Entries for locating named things
--- Start ---
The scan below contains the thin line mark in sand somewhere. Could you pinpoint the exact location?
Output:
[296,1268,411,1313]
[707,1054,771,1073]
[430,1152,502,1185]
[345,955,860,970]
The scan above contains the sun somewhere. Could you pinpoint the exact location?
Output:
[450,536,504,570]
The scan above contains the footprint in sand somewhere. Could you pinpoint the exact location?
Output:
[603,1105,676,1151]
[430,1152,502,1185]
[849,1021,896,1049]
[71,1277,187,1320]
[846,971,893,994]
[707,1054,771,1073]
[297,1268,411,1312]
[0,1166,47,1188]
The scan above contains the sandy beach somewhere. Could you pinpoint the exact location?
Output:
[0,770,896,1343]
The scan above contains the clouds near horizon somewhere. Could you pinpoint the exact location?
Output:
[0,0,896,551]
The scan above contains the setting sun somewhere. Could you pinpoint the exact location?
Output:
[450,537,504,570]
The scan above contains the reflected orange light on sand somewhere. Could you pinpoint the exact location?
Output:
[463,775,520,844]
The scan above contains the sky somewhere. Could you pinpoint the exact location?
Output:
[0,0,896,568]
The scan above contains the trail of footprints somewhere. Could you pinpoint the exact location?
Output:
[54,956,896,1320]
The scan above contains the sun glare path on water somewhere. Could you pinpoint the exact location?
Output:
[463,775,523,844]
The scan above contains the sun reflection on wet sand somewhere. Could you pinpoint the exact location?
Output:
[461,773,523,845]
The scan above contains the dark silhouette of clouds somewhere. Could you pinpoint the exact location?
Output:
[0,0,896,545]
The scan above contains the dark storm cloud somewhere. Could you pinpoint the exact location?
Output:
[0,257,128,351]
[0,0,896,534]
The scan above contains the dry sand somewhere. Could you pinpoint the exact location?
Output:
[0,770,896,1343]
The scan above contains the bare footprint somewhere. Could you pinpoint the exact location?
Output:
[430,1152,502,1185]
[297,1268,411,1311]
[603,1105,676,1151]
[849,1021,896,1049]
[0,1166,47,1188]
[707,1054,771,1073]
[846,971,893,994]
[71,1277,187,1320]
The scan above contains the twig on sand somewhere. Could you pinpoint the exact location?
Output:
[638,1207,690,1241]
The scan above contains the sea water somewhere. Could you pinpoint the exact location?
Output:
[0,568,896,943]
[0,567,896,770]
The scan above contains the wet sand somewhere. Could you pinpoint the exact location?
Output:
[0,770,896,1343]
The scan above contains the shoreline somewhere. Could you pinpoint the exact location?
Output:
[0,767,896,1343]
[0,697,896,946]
--- End ---
_WHAT TO WORK ON_: Lay out all the records above as a numbered list, one line per item, leaving out blank lines.

_TASK ANSWER_:
1. The scan below contains the thin line mark in sand somewhere. Could you pinpoint the exact location?
2. Output:
3. [296,1268,411,1313]
4. [707,1054,771,1073]
5. [430,1152,502,1185]
6. [345,955,860,970]
7. The scan above contains the sun somewhere. Could you pinpoint the exact location?
8. Output:
9. [450,536,504,570]
10. The scan above contains the footprint in sand somewhere. Could you pinpoint the exact location?
11. Output:
12. [603,1105,676,1151]
13. [430,1152,502,1185]
14. [849,1021,896,1049]
15. [71,1277,187,1320]
16. [846,971,893,994]
17. [707,1054,771,1073]
18. [297,1268,411,1312]
19. [0,1166,47,1188]
20. The scan above contains the sandy beach somewhere. Could you pinpoint the exact location?
21. Output:
22. [0,770,896,1343]
23. The scan above contains the clouds near horizon somewhere. Could you pinpoint the exact location?
24. Output:
25. [0,0,896,551]
26. The scan above contains the setting sun somewhere. Could you pinpoint the exact location?
27. Output:
28. [450,537,504,570]
29. The scan above contains the reflected orange light on sand somewhere. Could you pinpoint the exact location?
30. Output:
31. [463,775,520,844]
32. The scan above contains the sky somewhere. Could you pinpoint the exact location?
33. Output:
34. [0,0,896,568]
35. The scan above contains the trail of footprints somewhere. Could you pinpoint the exact location?
36. Output:
37. [54,956,896,1320]
38. The scan above contains the sun glare path on water somewhere. Could you pinpoint the exact location?
39. Output:
40. [463,775,523,844]
41. The scan above contains the sun reflection on wet sand somewhere. Could you pinpoint the exact location?
42. Output:
43. [461,773,523,845]
44. The scan above contains the dark silhouette of clouds somewhere. Could you pinpoint the exact location?
45. Output:
46. [0,0,896,545]
47. The scan above contains the dark storm cloud somewhere. Could you pinpoint the exact location?
48. Output:
49. [0,257,128,351]
50. [0,0,896,534]
51. The scan above contains the dry sand somewhere. Could you pinpoint the exact location?
52. Output:
53. [0,770,896,1343]
54. The scan above contains the bare footprint somewhere. Could you pinpoint the exact location?
55. Output:
56. [430,1152,502,1185]
57. [297,1268,411,1311]
58. [603,1105,676,1151]
59. [849,1021,896,1049]
60. [0,1166,47,1188]
61. [707,1054,771,1073]
62. [846,971,893,994]
63. [71,1277,187,1320]
64. The scan above contains the twig on sand somewhere. Could you pinpoint the exact location?
65. Output:
66. [638,1207,690,1241]
67. The scan above contains the sea water somewhere. Could you pinpoint the exact location?
68. Output:
69. [0,568,896,943]
70. [0,567,896,770]
71. The scan above contains the wet sand somewhere. Could you pinpoint the exact location?
72. Output:
73. [0,770,896,1343]
74. The scan above contains the shoreline somewhere. Could you pinpoint the exact location?
75. Output:
76. [0,767,896,1343]
77. [0,697,896,946]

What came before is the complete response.